ENTRIES:
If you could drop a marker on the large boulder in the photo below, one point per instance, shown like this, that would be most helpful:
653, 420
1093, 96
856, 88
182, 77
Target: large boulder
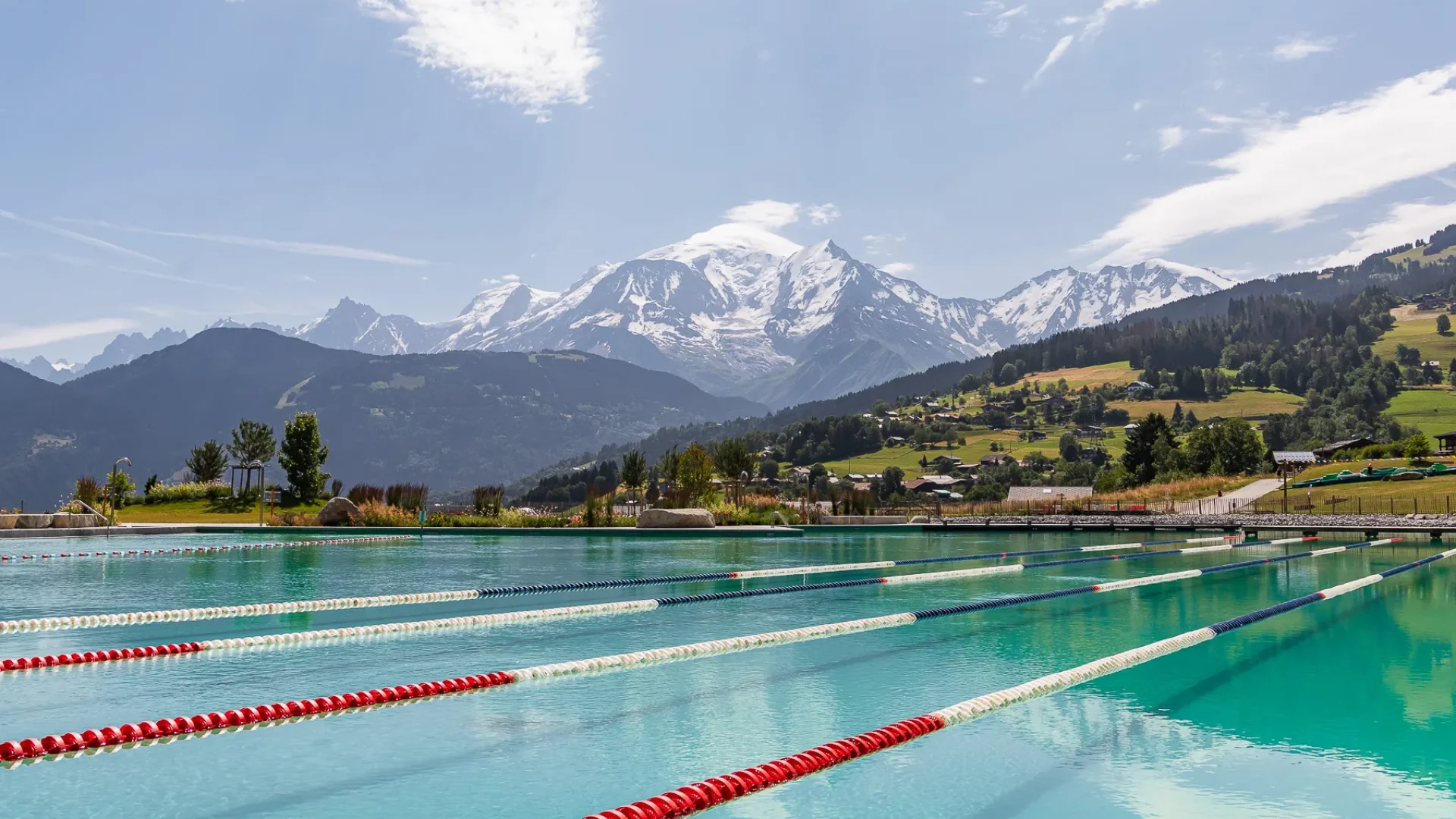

WHAT IS REQUIRED:
All of the records need repeating exactly, except for the pictures.

THE OUTPUT:
If you could drop a marker on the large boulder in the photo below, one point per instance, shown like this, that would be most helpful:
653, 420
1093, 96
856, 88
182, 77
Target: large boulder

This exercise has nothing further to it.